Task to carry out:
Begin at the line that has "Target = brick chimney" and stop after the line that has "x=193 y=237". Write out every line of those items again, shifting each x and y coordinate in the answers up by 87 and keeping all other lines unchanged.

Extracted data:

Begin

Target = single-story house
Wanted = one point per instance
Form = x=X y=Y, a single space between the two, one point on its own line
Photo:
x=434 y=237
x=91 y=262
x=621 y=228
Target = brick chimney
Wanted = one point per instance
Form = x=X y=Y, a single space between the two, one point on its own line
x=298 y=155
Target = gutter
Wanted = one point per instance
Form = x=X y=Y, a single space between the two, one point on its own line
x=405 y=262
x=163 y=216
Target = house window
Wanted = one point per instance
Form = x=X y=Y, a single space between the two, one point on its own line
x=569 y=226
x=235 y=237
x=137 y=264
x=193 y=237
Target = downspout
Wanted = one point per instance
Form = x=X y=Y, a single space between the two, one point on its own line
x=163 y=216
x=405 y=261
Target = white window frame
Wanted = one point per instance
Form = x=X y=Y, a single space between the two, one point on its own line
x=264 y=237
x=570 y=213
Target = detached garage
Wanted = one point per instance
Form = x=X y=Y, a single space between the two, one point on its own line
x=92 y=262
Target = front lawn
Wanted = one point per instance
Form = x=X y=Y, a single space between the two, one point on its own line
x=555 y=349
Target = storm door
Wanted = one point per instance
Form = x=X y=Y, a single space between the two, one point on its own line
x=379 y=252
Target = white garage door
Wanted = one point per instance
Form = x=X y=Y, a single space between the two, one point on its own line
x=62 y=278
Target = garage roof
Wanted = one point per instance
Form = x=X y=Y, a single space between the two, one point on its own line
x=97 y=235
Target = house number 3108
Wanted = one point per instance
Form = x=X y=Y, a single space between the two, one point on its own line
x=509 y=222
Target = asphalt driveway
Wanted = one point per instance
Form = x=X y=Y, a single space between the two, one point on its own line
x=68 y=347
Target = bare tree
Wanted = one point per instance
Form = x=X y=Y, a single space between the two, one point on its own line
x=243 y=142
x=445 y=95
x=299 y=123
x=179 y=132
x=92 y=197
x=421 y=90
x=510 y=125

End

Result:
Target = brick chimney
Wanted = one point per instance
Form = x=X y=Y, a single space between the two, one point on its own line
x=385 y=242
Target = gutter
Wanted = one point per instance
Form = x=X y=Y, a single space between the two, one point on its own line
x=492 y=349
x=250 y=303
Target = house window
Wanted = one point per instance
Form = x=X y=Y, a single space between the two, one point on its own line
x=656 y=313
x=322 y=324
x=224 y=351
x=280 y=324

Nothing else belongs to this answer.